_TEXT EXTRACT_
CHINA / DIPLOMACY
China, Japan, S.Korea cooperation serves common interests of all: FM
Seoul urged to show sincerity in mending ties, promoting leaders' meeting
Published: Sep 26, 2023 08:32 PM
Chinese Assistant Foreign Minister Nong Rong(R) South Korean Deputy Foreign Minister Chung Byung-won(C), Japanese Senior Deputy Foreign Minister Takehiro Funakoshi,pose for a photo prior to a high-level meeting at a Seoul hotel on Sept. 26, 2023. Photo: VCG

Chinese Assistant Foreign Minister Nong Rong(R) South Korean Deputy Foreign Minister Chung Byung-won(C), Japanese Senior Deputy Foreign Minister Takehiro Funakoshi,pose for a photo prior to a high-level meeting at a Seoul hotel on Sept. 26, 2023. Photo: VCG



High-level officials from China, Japan and South Korea have carried out in-depth discussions on working for the steady resumption of trilateral cooperation and agreed to hold a foreign ministers' meeting in the coming months, as well as maintain communication on holding a leaders' meeting at the earliest opportunity convenient to all three countries, Chinese Foreign Ministry spokesperson Wang Wenbin briefed on Tuesday.

According to the spokesperson, the meeting, held in Seoul on Tuesday, was attended by Nong Rong, China's assistant minister of foreign affairs, Takehiro Funakoshi, Japan's senior deputy foreign minister, and Chung Byung-won, South Korean deputy foreign minister.

It was agreed that  trilateral cooperation serves the common interests of the three parties and it's necessary to work together to step up practical cooperation in such fields as culture and people-to-people exchanges, economy and trade, scientific and technological innovation, sustainable development and public health to make new progress in trilateral cooperation and make new contribution to regional peace, stability and prosperity, Wang said.

_SOURCE DATA_
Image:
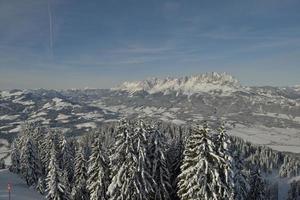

_WHAT YOU NEED TO DO_
A) In the article on the China, Japan and South Korea talks, who briefed the press on the meeting?
B) Carry the article on the China, Japan and South Korea talks further from its final paragraph.
The material has no role in these tasks.

_SOLVED PROBLEMS_
A) Chinese Foreign Ministry spokesperson Wang Wenbin.

B)
As the chair of the trilateral cooperation mechanism, South Korea proposed a trilateral summit in late December, Japanese broadcaster TBS reported.

Chinese analysts said that it is still too early to commit to an actual meeting of the leaders in the near future, and that South Korean President Yoon Suk-yeol and his government need to make practical efforts to mend ties with China that have bottomed out due to Seoul's extreme pro-US foreign policy. 

If conditions for a leaders' meeting are achieved, and it could take place within this year, before South Korea's legislative elections in April 2024 - a pivotal moment of reckoning for Yoon and a litmus test of the sitting president's performance - it would be good news for Yoon, who faces slumping approval ratings, Wang Junsheng, a research fellow of East Asian studies at the Chinese Academy of Social Sciences in Beijing, told the Global Times on Tuesday. 

Yoon took an extremely pro-US foreign policy path immediately after he took the reins of the presidency in 2022, which has harmed ties with its largest trading partner China, weighing on the country's domestic economy with mounting unemployment rates, especially among young professionals. 

As polls consistently highlight the economy as the predominant concern of South Korean voters, Wang Junsheng said it is Yoon and his government that have the most urgent need now to revive the leaders' meeting to repair ties with China, as such a remarkable event could save them from low approval ratings at home.  

South Korean media reported that Yoon's domestic appeal remains lukewarm at best. A recent Gallup poll pegs Yoon's approval rating at a modest 34 percent.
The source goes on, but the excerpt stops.